Freaky Is The New Black
My husband is my biggest fan. He reads my blog religiously, like every…single…day. It’s like he is stalking me. I think he does it mostly to make sure that I’m not saying anything particularly bad about him. As if I would ever do something that, idiot. And he IS an idiot – sometimes. Why? Because he refuses to let me drive his car. What’s his problem? We bought the damn thing with OUR money – our COMBINED money – his annoyingly large income and my simple graciousness – the fact he went to school for an eternity (or what seemed like an eternity) and the just as important fact that I supported him all that time while staying home to raise our hyper and/or difficult offspring. Yeah, so the car IS part mine – like fifty percent mine – no, more like fifty-three percent mine since I wash the dirty underpants in this house (that should damn well count for something), and since I’m better at organizing Tupperware than he is. OK, so I have my own fairly nice car, but still, he should share.

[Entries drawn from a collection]
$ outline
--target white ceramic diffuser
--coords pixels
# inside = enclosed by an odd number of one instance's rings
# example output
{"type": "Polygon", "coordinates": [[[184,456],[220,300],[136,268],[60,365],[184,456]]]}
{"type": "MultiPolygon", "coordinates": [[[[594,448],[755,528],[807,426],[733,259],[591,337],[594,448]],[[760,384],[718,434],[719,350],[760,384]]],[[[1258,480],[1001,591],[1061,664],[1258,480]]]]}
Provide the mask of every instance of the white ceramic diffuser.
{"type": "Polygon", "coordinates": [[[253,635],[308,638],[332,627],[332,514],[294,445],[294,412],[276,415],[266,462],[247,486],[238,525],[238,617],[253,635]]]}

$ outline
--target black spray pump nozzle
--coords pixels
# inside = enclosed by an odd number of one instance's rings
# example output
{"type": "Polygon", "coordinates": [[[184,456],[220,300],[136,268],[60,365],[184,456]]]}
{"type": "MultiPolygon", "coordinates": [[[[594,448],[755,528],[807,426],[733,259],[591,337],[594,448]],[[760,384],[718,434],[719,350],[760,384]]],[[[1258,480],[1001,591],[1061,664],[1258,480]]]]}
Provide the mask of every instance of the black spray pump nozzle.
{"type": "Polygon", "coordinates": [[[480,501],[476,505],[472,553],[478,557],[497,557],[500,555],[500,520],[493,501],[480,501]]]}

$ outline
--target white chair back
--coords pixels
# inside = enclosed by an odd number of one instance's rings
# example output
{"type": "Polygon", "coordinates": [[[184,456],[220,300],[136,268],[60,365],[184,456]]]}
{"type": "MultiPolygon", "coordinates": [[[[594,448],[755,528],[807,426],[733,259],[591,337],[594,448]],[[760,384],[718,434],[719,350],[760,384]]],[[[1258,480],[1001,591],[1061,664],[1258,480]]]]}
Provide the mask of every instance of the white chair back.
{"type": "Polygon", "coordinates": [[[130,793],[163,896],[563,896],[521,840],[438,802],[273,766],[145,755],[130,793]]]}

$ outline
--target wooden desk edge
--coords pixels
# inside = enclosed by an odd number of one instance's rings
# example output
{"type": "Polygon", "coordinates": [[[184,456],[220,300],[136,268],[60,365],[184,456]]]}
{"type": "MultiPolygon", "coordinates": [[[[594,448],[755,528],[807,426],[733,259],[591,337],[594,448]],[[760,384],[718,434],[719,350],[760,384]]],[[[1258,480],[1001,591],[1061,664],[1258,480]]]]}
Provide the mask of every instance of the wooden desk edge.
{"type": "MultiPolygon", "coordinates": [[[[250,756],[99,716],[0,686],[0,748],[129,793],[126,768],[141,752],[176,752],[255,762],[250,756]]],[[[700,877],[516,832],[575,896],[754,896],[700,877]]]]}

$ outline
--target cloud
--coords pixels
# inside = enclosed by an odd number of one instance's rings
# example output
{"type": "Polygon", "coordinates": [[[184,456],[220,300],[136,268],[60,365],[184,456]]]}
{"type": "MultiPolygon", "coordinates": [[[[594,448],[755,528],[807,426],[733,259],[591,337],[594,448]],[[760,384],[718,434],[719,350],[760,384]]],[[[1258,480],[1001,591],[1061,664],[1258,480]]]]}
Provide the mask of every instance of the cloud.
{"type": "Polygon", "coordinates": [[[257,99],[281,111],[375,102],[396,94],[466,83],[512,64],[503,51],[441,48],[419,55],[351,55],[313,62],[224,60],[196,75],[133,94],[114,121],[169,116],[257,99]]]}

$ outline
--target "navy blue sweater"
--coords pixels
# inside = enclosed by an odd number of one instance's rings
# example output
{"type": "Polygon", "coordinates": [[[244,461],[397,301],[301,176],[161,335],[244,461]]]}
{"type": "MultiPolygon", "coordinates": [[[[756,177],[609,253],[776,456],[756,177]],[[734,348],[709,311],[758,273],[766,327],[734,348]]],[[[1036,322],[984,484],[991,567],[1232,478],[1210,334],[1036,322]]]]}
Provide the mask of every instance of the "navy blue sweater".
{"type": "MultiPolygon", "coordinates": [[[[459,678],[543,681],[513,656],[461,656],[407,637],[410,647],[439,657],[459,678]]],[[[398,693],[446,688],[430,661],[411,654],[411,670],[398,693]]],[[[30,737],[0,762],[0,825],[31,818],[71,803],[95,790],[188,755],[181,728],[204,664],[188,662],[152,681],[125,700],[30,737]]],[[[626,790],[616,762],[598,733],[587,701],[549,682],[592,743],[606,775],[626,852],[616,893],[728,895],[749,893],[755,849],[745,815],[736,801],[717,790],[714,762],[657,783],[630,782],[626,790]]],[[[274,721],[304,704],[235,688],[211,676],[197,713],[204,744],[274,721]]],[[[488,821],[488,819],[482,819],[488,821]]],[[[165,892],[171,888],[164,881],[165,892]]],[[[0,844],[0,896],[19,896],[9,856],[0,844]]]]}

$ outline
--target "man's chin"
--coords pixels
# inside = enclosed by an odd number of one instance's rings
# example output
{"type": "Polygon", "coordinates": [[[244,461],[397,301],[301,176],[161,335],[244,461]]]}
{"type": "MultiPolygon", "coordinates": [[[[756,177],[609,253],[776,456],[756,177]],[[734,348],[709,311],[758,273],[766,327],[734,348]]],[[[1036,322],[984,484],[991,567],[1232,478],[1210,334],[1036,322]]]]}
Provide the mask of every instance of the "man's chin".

**Task 1**
Answer these questions about the blog post about the husband's car:
(a) How often does the husband read the blog?
(b) What does the husband refuse to let the writer do?
(c) What share of the car does the writer finally claim?
**Task 2**
Pull out every line of the listing that contains the string "sweater".
The listing bears no relation to the blog post.

**Written response 1**
(a) Every single day.
(b) Drive his car.
(c) Fifty-three percent.

**Written response 2**
--target "navy blue sweater"
Provide the mask of every instance of the "navy blue sweater".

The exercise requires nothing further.